> Treść zadania: Podaj, w ilu wierszach poniższych rekordów występuje ciąg znaków „blue”, z uwzględnieniem wielkości liter. Odpowiedz samą liczbą.

-------- Podane dane --------

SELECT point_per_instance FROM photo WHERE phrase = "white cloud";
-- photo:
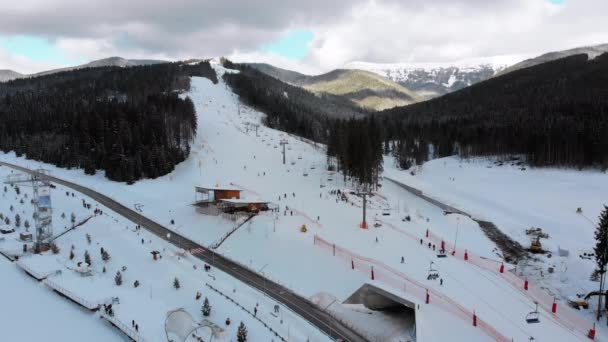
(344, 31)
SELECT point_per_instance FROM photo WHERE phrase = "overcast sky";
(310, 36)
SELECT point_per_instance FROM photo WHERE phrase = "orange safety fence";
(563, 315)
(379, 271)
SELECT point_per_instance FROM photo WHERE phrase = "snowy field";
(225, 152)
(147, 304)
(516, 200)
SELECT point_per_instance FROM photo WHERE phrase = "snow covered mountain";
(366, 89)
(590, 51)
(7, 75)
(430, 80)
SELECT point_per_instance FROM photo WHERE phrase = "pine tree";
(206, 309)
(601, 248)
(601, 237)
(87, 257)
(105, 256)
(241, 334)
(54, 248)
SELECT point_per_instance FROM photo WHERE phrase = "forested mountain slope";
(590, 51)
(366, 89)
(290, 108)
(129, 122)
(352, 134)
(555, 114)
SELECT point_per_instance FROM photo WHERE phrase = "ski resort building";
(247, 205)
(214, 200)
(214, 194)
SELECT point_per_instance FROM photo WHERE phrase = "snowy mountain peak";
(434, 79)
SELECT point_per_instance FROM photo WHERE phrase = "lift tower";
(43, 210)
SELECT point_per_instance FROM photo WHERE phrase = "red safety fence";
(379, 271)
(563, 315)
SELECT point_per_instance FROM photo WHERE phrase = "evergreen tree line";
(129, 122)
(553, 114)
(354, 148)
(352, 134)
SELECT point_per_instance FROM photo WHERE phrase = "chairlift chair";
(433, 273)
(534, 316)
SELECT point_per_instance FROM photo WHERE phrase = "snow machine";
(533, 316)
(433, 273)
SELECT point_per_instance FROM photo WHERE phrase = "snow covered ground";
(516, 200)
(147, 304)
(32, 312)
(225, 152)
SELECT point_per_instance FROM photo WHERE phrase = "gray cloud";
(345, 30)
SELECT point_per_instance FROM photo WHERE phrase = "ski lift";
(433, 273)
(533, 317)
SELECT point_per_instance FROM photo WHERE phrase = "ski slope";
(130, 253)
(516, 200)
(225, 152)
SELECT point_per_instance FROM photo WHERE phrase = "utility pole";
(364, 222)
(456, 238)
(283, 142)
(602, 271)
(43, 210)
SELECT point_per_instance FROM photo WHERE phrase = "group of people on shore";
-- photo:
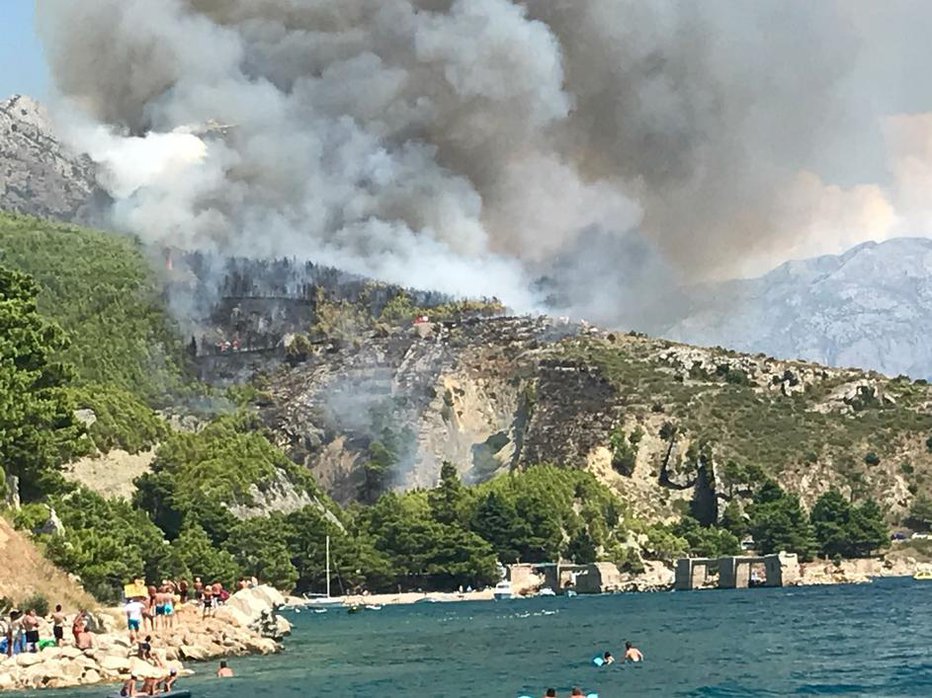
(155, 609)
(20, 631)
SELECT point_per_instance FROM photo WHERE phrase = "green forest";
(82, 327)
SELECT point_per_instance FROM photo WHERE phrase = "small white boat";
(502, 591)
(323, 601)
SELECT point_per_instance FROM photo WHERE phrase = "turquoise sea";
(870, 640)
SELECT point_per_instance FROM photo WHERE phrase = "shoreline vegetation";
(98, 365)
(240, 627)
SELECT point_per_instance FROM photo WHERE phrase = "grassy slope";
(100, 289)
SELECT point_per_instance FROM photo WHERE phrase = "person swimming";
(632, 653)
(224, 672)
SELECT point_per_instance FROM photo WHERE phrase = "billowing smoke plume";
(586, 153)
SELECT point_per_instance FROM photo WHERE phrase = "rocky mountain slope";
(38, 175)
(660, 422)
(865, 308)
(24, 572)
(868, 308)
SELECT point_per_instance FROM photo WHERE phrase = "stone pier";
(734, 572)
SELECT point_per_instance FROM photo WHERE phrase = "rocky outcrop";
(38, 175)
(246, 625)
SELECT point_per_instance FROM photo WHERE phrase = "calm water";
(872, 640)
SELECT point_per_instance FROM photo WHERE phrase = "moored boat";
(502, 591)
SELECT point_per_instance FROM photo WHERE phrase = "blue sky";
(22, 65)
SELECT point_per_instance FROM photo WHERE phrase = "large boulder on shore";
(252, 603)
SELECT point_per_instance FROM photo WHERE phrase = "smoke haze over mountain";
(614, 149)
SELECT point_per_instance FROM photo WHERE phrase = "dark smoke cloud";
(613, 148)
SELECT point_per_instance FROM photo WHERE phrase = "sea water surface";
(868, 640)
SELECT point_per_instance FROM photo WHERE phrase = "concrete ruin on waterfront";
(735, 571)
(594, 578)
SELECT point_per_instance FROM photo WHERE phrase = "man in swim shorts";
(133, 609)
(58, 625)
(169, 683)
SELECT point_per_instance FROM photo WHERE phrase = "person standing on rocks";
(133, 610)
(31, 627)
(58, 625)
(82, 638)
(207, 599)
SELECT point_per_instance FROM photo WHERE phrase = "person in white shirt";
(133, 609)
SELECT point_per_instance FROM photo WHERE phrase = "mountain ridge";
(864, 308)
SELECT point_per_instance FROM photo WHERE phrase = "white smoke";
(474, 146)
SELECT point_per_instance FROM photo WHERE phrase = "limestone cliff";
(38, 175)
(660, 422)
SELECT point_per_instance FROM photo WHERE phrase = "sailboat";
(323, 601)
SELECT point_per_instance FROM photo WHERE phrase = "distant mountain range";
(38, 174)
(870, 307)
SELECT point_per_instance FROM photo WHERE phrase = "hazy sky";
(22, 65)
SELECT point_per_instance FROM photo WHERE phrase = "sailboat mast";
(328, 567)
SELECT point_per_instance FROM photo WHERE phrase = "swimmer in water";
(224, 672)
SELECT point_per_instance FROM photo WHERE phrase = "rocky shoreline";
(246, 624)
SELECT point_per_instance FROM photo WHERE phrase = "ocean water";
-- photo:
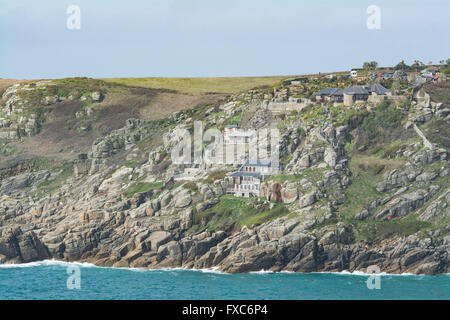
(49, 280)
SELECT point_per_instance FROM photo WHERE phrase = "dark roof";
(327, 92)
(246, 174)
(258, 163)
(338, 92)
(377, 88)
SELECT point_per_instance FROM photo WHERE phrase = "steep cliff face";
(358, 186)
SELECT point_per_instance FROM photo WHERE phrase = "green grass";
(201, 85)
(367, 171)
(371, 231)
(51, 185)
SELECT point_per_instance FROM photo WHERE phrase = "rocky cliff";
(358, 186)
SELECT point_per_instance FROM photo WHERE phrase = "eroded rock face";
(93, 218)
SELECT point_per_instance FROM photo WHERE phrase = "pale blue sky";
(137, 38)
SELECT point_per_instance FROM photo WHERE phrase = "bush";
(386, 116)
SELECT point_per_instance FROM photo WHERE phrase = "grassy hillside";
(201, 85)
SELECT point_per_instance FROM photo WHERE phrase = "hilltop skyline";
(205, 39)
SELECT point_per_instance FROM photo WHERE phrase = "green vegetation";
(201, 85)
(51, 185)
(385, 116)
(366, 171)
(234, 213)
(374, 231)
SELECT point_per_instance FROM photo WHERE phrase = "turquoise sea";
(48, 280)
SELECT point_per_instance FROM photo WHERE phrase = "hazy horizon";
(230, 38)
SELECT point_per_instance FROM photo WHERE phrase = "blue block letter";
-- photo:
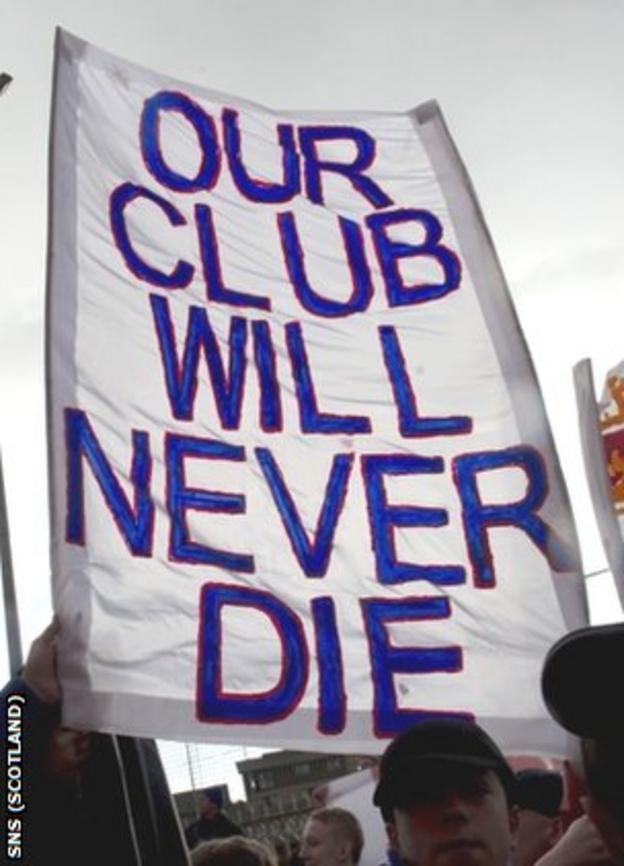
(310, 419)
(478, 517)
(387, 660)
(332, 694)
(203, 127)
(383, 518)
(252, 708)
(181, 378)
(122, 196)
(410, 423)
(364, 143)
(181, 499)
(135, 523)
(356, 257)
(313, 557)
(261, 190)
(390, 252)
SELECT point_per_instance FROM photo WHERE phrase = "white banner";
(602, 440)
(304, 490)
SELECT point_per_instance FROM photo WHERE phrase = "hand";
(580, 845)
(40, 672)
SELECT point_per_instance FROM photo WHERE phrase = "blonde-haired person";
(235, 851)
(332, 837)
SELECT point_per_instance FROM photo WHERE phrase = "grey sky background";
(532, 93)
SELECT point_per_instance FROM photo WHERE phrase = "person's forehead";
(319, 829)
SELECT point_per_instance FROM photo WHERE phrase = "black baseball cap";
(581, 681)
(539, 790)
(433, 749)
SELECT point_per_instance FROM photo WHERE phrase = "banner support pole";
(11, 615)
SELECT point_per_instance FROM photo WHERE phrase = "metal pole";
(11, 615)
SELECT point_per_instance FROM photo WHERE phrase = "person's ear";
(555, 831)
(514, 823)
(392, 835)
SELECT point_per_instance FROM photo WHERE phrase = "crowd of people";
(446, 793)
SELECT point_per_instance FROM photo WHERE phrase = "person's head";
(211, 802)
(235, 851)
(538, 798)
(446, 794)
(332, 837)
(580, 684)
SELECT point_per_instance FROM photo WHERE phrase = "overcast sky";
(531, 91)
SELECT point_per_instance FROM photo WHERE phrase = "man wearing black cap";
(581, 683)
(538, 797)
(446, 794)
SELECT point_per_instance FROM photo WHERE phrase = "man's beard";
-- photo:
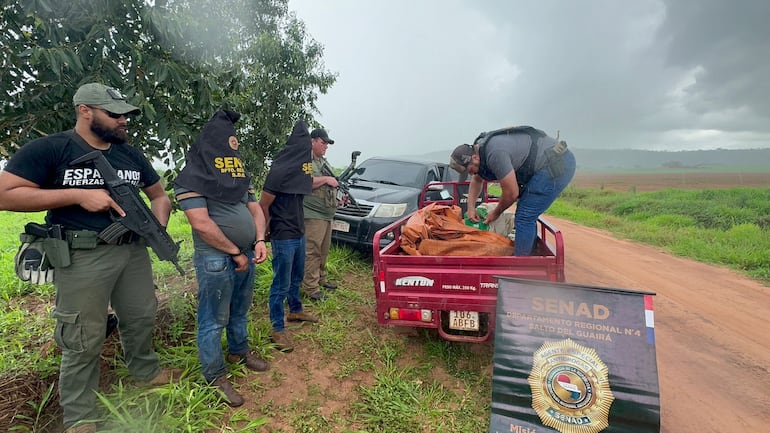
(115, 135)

--------

> Odpowiedź do zadania: 3